[Excerpts from a dataset]
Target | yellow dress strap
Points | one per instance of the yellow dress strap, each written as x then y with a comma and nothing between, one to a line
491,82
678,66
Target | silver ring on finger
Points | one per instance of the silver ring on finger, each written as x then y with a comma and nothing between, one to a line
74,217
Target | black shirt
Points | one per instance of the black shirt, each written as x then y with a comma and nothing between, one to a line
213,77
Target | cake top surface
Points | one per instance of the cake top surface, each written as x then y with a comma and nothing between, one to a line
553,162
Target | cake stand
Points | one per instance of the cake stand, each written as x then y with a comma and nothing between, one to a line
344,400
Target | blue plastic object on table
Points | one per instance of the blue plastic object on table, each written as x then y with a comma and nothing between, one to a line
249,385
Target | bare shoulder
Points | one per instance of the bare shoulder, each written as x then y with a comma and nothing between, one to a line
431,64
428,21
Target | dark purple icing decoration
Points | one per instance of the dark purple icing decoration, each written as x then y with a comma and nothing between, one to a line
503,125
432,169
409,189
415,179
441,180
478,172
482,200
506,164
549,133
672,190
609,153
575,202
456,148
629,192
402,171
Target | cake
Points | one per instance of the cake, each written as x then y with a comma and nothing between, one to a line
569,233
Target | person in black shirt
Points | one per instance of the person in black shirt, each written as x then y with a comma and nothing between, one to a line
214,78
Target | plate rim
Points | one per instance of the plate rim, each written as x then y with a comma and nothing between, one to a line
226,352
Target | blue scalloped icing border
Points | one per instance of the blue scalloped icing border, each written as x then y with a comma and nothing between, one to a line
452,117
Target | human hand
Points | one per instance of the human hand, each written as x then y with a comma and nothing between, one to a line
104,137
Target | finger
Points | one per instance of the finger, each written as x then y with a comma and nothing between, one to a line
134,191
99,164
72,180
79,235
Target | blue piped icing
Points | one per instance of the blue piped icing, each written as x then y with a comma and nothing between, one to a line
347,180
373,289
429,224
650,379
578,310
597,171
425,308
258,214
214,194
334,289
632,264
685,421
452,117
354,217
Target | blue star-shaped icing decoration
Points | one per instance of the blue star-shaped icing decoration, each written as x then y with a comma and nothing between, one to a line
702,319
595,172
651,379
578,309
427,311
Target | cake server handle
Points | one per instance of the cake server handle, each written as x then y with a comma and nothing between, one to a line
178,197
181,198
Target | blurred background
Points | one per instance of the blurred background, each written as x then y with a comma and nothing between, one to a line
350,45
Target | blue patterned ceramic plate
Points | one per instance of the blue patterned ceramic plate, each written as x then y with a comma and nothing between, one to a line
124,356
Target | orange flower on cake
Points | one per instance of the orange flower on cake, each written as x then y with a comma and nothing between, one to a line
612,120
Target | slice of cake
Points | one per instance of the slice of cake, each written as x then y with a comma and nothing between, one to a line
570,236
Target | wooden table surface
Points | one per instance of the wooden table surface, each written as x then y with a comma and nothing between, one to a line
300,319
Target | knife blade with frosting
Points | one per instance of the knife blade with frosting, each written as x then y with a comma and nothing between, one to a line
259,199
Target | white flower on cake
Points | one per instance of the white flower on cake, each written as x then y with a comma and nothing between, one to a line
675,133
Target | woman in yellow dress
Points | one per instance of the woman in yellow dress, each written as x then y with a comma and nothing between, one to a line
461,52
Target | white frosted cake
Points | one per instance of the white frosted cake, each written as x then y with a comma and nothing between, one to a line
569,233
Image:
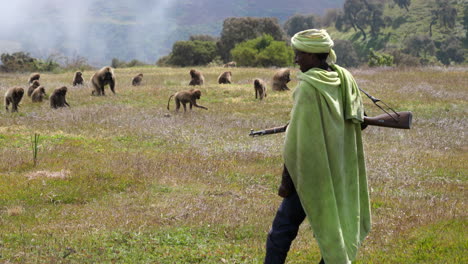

- _TASK_:
In the reply, include exactly the lines from the beginning of the entries above through the line holding "Target | silver ring on finger", and nothing besides.

- _YOUR RESPONSE_:
Target | yellow dress strap
Points | one per instance of the yellow dress strap, each written as x then y with a comma and nothing between, one to a line
491,82
678,66
Target | silver ring on finger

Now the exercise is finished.